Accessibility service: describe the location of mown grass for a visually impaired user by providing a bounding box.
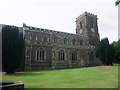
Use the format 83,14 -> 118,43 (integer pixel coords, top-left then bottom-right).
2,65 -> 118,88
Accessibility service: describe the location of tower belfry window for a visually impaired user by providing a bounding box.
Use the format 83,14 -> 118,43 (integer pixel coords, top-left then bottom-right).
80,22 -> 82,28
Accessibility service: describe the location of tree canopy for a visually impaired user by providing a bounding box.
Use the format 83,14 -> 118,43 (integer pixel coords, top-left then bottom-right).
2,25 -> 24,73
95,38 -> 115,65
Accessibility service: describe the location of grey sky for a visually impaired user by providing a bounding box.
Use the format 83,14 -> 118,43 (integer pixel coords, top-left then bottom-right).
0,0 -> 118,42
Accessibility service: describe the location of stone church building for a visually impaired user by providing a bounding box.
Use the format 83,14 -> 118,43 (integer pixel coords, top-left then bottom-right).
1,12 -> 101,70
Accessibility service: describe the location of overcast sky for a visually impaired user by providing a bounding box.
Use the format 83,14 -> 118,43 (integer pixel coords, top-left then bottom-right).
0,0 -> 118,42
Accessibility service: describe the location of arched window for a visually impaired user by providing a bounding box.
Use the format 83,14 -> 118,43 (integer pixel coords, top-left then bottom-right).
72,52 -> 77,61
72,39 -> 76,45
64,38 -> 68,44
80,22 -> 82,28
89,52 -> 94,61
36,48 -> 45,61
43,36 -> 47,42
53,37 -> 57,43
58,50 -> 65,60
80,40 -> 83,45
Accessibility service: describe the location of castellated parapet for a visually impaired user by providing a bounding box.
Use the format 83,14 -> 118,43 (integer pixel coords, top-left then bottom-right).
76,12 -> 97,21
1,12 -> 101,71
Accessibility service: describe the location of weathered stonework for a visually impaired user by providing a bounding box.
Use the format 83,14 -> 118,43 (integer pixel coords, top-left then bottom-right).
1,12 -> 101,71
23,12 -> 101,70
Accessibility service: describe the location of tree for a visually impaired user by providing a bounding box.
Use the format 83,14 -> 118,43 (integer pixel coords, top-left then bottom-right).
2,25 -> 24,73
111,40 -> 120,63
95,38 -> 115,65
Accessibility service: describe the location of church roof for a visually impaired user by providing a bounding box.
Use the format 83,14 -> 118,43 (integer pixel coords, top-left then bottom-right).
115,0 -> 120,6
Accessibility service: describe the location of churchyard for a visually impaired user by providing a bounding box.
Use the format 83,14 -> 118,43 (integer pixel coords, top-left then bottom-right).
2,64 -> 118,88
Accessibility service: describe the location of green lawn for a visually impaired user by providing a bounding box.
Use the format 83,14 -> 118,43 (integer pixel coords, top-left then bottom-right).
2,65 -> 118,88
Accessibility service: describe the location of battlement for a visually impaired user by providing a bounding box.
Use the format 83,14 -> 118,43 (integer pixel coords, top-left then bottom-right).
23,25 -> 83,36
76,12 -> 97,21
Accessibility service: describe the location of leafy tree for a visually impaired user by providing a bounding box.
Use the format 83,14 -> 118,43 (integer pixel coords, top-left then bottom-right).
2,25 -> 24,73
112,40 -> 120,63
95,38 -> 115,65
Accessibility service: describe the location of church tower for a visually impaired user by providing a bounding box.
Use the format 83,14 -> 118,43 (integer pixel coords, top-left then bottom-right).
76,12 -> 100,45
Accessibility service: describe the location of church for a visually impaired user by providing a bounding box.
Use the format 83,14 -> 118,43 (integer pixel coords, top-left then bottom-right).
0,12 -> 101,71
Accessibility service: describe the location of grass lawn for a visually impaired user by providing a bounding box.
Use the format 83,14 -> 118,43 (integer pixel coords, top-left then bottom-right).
=======
▶ _Direction_: Can you recast all of the records above as a JSON list of strings, with one string for each line, blank lines skipped and the pictures left out?

▶ _Correct result_:
[
  "Accessibility service: describe the location of mown grass for a visually impaired user by providing a bounding box.",
  "Use the format 83,14 -> 118,43 (integer pixel coords, top-left then bottom-right).",
  "2,65 -> 118,88",
  "Accessibility service: describe the location of tower belfry window for a visually impaired user by providing a bounding box.",
  "Use the format 83,14 -> 118,43 (integer pixel coords, top-left then bottom-right).",
  "80,22 -> 82,28",
  "Accessibility service: describe the location of tree canopy for a visually impaired user by providing a bounding box.",
  "Use the format 83,14 -> 118,43 (integer pixel coords, top-left then bottom-right).",
  "2,25 -> 24,73",
  "95,38 -> 115,65",
  "Accessibility service: describe the location of grey sky for a visually impaired user by providing a bounding box.",
  "Use the format 83,14 -> 118,43 (integer pixel coords, top-left then bottom-right).",
  "0,0 -> 118,42",
  "Accessibility service: describe the location of stone church building for a visually impaired user by providing a bounding box.",
  "Use the format 83,14 -> 118,43 (integer pixel coords, top-left then bottom-right).",
  "1,12 -> 101,70",
  "Accessibility service: describe the location of overcast sky for a visually impaired user by providing a bounding box.",
  "Use the format 83,14 -> 118,43 (integer pixel coords, top-left then bottom-right).",
  "0,0 -> 118,42",
  "Accessibility service: describe the location of arched window for a visually impaired user by providing a bounding box.",
  "Use the format 83,14 -> 118,43 (integer pixel coords, top-left then bottom-right).",
  "72,52 -> 77,61",
  "72,39 -> 76,45",
  "64,38 -> 68,44",
  "80,22 -> 82,28",
  "89,52 -> 94,61",
  "36,48 -> 45,61",
  "43,36 -> 47,42",
  "53,37 -> 57,43",
  "58,50 -> 65,60",
  "80,40 -> 83,45",
  "Accessibility service: describe the location of castellated parapet for a visually impaired user by providing a bounding box.",
  "Use the format 83,14 -> 118,43 (integer pixel coords, top-left then bottom-right).",
  "76,12 -> 97,21",
  "1,12 -> 101,71",
  "Accessibility service: describe the location of weathered stonework for a visually impaired user by providing a bounding box.",
  "Use the format 83,14 -> 118,43 (integer pixel coords, top-left then bottom-right).",
  "1,12 -> 101,71",
  "23,12 -> 101,70",
  "Accessibility service: describe the location of tree for a visually impaired user by providing a bounding box.",
  "Use the format 83,14 -> 118,43 (integer pixel coords, top-left then bottom-right).",
  "2,25 -> 24,73",
  "111,40 -> 120,63",
  "95,38 -> 115,65",
  "Accessibility service: describe the location of church roof for a visually impaired user by providing a bounding box.",
  "Use the format 83,14 -> 118,43 (integer pixel coords, top-left then bottom-right).",
  "115,0 -> 120,6",
  "Accessibility service: describe the location of churchyard for a visually impaired user by providing a bounding box.",
  "Use the format 83,14 -> 118,43 (integer pixel coords, top-left then bottom-right).",
  "2,64 -> 118,88",
  "Accessibility service: describe the location of green lawn for a visually impaired user by providing a bounding box.",
  "Use the format 83,14 -> 118,43 (integer pixel coords, top-left then bottom-right).",
  "2,65 -> 118,88",
  "Accessibility service: describe the location of battlement for a visually impaired user by providing a bounding box.",
  "Use the format 83,14 -> 118,43 (integer pixel coords, top-left then bottom-right).",
  "23,25 -> 83,36",
  "76,12 -> 97,21",
  "Accessibility service: describe the location of leafy tree for a visually impaired user by providing a bounding box.",
  "Use the format 83,14 -> 118,43 (integer pixel coords, top-left then bottom-right).",
  "2,25 -> 24,73",
  "112,40 -> 120,63",
  "95,38 -> 115,65",
  "Accessibility service: describe the location of church tower for a visually impaired user by providing a bounding box.",
  "Use the format 83,14 -> 118,43 (integer pixel coords, top-left then bottom-right).",
  "76,12 -> 100,45",
  "Accessibility service: describe the location of church for a visually impaired user by providing a bounding box.",
  "Use the format 83,14 -> 118,43 (integer pixel coords, top-left then bottom-right).",
  "0,12 -> 101,71",
  "Accessibility service: describe the location of grass lawn for a visually impaired user by providing a bounding box.",
  "Use the format 83,14 -> 118,43 (integer pixel coords, top-left then bottom-right)."
]